Referring expression data
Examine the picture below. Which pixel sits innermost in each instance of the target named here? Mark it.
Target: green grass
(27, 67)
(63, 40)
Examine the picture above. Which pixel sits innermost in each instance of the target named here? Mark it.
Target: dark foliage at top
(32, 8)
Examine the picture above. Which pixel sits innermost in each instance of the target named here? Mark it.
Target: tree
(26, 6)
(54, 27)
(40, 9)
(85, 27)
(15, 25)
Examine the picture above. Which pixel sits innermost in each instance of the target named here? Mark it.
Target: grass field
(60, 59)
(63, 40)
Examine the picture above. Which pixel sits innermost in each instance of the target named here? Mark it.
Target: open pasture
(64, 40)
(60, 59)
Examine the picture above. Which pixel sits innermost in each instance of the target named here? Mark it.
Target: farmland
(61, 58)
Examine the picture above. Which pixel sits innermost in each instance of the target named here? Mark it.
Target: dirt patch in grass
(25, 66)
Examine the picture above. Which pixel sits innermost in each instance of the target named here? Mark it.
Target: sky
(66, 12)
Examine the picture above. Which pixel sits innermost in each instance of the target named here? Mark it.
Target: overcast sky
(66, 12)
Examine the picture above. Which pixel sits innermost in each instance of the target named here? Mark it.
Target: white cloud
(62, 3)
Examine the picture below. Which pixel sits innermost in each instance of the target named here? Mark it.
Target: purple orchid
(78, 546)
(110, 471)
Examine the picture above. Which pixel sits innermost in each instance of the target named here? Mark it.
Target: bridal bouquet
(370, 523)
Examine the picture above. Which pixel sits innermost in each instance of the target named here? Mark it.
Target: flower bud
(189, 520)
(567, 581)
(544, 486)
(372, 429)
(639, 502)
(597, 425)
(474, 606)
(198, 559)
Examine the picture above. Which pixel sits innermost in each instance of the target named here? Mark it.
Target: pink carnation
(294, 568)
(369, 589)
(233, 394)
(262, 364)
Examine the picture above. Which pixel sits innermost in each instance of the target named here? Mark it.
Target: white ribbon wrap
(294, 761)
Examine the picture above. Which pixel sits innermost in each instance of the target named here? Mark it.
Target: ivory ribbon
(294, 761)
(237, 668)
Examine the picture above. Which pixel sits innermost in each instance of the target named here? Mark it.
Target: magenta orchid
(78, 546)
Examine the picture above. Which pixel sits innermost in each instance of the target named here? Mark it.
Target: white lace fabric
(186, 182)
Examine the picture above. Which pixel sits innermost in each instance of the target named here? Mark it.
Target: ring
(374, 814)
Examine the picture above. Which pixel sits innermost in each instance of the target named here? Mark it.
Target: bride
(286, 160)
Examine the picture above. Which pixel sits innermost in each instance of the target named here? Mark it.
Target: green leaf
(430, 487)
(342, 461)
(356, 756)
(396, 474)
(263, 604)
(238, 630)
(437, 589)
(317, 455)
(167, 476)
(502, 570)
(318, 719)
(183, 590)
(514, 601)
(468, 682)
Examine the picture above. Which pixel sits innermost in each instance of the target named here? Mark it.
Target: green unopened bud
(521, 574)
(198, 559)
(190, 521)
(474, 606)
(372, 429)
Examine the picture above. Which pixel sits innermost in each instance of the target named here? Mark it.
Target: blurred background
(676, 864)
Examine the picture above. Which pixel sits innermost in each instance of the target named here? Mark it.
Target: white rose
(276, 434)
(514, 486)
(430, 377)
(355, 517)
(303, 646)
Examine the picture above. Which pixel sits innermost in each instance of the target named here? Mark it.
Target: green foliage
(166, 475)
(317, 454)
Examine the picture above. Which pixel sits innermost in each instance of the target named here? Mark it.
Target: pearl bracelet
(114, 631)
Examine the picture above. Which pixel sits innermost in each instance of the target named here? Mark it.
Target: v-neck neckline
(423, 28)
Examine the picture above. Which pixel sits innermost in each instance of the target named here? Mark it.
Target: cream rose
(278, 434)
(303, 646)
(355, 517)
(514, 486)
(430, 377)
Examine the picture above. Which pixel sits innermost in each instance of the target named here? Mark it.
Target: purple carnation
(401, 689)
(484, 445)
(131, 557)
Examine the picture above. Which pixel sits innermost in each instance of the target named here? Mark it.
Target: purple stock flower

Problem description
Every line from the one containing "Target: v-neck neckline" to the end of the entries must be set down exactly, with none omitted and none added.

Output below
Target: v-neck neckline
(423, 28)
Examine the picture above. Which pixel sits innermost in each instance of the target named here? Mark it.
Target: cream rose
(278, 434)
(303, 646)
(355, 517)
(514, 486)
(430, 377)
Examine the picture above. Which pixel sits innermost in each instance of the target named here? Mark it.
Target: purple carnation
(401, 689)
(484, 445)
(131, 557)
Examine the picture above. Which pixel sits innermost in each instance of the target named here? Mark it.
Target: purple stock flower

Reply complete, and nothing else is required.